## CO ZROBIĆ
Wypisz z poniższych pozycji wszystkie wiersze, w których występuje słowo "patch".

####

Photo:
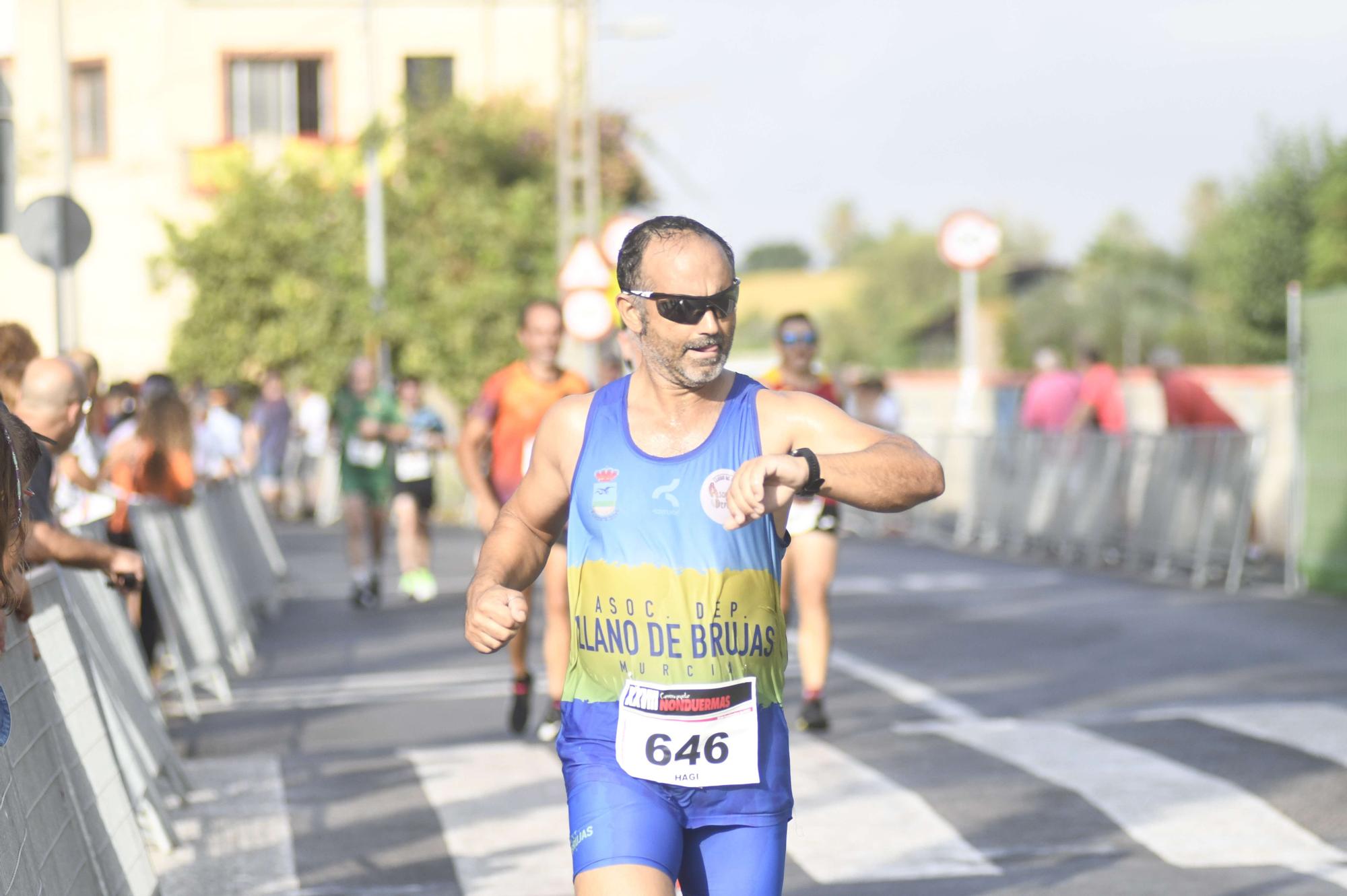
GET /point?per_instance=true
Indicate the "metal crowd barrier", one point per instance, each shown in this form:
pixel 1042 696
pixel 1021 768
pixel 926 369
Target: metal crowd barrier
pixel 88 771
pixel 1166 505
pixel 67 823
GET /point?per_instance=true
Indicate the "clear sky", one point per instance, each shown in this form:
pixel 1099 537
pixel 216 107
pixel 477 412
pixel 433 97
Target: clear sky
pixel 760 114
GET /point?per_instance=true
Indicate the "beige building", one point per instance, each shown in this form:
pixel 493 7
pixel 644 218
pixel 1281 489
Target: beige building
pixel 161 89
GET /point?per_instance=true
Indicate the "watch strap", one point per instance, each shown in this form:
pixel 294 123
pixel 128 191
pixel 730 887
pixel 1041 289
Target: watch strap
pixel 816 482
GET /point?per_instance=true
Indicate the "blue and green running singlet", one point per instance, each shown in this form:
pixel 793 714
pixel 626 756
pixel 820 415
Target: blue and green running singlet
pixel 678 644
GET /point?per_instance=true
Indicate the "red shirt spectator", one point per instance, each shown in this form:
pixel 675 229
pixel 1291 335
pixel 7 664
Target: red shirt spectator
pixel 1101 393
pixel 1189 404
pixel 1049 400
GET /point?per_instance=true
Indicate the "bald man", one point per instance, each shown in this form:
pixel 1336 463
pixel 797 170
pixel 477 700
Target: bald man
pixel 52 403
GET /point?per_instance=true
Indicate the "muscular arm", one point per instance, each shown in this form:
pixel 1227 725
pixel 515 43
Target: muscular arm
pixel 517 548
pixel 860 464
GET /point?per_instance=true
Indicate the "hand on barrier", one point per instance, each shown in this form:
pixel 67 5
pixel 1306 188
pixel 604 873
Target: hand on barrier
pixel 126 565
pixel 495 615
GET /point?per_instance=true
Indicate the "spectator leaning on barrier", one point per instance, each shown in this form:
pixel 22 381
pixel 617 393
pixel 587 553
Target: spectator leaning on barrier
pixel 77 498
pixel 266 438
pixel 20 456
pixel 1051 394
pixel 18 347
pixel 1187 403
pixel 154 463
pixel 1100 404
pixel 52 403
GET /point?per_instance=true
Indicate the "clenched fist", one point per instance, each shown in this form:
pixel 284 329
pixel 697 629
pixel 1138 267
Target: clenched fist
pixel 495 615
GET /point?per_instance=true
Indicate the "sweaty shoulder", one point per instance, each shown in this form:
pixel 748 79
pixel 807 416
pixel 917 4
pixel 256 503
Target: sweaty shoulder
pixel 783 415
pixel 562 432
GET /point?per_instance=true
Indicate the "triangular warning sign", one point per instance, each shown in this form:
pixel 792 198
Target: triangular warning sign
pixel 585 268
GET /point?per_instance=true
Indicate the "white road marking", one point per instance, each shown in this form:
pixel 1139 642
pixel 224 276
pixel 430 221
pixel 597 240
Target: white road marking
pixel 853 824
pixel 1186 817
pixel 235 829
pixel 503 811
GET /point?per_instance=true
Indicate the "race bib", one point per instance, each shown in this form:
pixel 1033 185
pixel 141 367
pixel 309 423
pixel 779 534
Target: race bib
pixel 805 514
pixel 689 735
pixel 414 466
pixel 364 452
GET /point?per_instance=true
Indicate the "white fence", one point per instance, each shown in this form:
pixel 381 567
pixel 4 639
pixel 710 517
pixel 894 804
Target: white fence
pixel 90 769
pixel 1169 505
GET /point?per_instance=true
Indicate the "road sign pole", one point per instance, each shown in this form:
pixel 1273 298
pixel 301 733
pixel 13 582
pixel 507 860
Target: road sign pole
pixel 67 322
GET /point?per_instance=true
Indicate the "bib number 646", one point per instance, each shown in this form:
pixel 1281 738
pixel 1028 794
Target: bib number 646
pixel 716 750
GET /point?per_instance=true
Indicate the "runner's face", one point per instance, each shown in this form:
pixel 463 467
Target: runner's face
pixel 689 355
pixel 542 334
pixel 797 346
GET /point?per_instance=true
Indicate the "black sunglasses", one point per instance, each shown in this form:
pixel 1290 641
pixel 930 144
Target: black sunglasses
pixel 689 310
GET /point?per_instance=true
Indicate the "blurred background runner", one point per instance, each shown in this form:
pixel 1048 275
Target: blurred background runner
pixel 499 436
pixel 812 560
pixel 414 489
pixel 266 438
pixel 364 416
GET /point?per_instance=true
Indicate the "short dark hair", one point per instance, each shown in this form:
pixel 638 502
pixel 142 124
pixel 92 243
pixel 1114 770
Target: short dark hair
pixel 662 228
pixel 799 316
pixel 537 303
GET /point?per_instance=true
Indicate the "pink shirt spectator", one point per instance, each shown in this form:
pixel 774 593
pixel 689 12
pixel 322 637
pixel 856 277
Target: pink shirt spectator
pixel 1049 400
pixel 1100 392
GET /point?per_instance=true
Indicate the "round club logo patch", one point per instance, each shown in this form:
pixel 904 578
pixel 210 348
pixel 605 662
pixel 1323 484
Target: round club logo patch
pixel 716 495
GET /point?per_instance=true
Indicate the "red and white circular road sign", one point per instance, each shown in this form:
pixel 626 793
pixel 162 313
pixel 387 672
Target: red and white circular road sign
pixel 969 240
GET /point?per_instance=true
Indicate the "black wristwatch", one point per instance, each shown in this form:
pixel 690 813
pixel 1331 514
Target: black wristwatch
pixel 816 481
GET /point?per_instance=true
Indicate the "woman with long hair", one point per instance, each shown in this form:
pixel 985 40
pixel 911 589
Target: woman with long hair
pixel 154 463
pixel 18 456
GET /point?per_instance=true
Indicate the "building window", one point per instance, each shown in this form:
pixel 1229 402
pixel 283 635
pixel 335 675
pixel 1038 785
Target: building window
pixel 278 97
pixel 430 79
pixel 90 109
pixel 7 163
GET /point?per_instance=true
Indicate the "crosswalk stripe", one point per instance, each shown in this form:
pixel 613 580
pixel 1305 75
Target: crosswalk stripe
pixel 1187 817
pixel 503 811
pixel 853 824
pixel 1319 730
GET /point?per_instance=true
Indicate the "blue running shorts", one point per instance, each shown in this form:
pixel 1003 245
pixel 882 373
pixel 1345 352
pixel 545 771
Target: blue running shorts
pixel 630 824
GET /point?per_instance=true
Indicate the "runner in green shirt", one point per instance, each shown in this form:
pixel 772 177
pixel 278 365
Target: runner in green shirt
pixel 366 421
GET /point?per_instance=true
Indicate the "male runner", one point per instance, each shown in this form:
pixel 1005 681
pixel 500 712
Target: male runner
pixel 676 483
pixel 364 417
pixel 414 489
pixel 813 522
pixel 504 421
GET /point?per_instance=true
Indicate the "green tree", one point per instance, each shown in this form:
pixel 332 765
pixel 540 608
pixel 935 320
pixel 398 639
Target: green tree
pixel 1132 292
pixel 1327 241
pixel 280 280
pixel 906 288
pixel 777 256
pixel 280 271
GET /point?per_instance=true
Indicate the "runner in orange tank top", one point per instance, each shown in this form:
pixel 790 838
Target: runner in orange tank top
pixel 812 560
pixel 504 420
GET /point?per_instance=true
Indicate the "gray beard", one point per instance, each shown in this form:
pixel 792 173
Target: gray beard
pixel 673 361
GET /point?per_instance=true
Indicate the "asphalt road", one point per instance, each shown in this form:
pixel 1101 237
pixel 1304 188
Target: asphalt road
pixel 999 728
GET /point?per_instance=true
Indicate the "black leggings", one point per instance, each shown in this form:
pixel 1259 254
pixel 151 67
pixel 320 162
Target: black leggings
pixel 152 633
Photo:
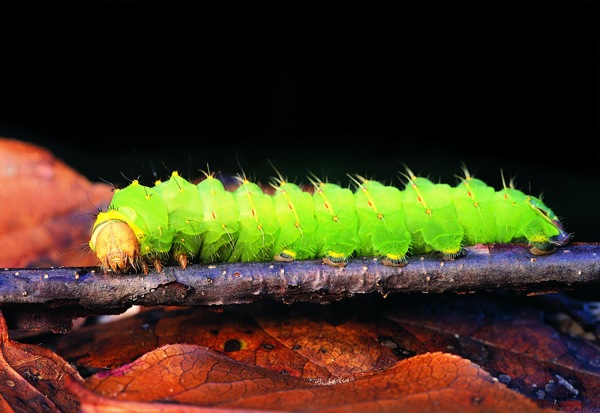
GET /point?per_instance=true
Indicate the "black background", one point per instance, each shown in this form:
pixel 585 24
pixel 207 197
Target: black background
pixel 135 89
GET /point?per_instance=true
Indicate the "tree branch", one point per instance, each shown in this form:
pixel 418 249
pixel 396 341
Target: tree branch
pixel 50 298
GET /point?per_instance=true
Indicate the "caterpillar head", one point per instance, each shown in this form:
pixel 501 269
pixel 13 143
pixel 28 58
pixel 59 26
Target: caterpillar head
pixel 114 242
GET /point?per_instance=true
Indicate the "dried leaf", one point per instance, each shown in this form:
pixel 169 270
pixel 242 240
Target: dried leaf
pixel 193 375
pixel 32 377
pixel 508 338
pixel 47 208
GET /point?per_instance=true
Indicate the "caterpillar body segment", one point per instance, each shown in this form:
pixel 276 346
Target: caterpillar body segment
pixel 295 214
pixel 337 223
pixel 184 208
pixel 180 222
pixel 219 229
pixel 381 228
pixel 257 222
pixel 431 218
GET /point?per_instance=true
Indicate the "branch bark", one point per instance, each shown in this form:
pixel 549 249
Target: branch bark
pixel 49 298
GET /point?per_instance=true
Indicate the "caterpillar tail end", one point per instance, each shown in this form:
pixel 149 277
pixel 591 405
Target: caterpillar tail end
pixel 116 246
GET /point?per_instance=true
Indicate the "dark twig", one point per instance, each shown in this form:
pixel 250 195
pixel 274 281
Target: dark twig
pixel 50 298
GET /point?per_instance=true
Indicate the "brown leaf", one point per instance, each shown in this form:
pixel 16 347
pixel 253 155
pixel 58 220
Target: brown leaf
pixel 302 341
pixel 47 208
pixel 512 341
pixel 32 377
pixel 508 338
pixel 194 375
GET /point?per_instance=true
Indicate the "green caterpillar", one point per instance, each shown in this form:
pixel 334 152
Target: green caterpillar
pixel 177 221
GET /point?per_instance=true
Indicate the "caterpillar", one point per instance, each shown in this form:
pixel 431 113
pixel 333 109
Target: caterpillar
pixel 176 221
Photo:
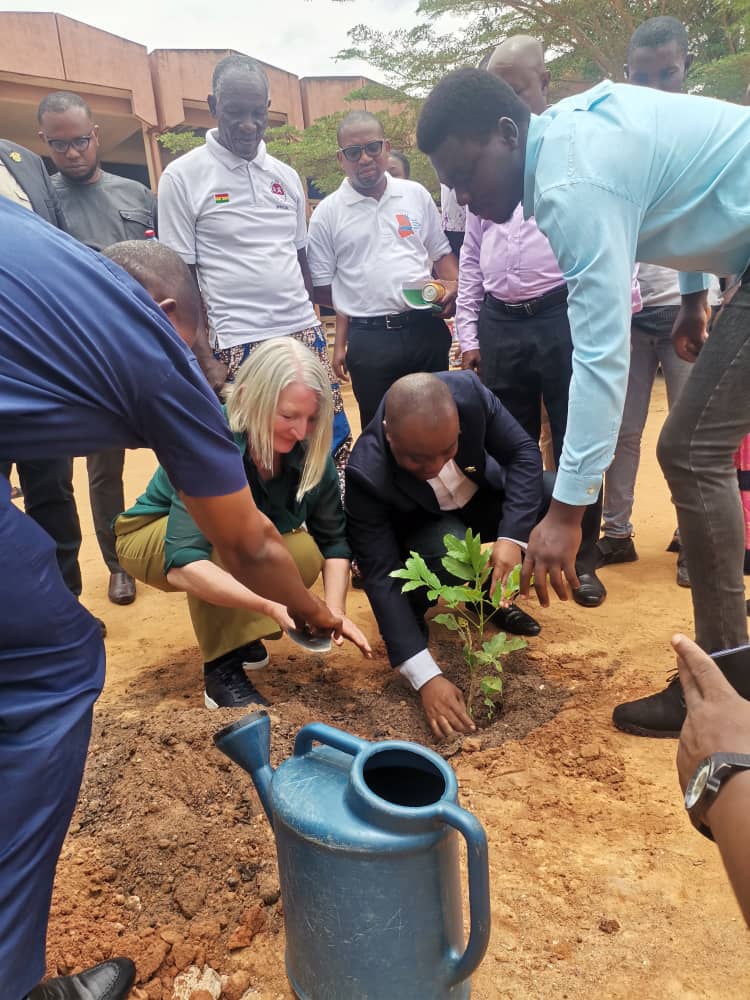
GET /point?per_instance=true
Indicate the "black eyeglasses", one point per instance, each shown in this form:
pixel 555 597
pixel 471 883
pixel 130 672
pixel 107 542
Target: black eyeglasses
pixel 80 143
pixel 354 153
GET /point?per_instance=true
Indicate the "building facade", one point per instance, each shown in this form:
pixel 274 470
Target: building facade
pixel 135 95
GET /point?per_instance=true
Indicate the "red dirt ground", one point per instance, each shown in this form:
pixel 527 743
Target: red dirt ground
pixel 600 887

####

## WYNIK ZADANIA
Indicate the "round club logo patch", one point per instance, each shown in this form:
Target: round club logo patch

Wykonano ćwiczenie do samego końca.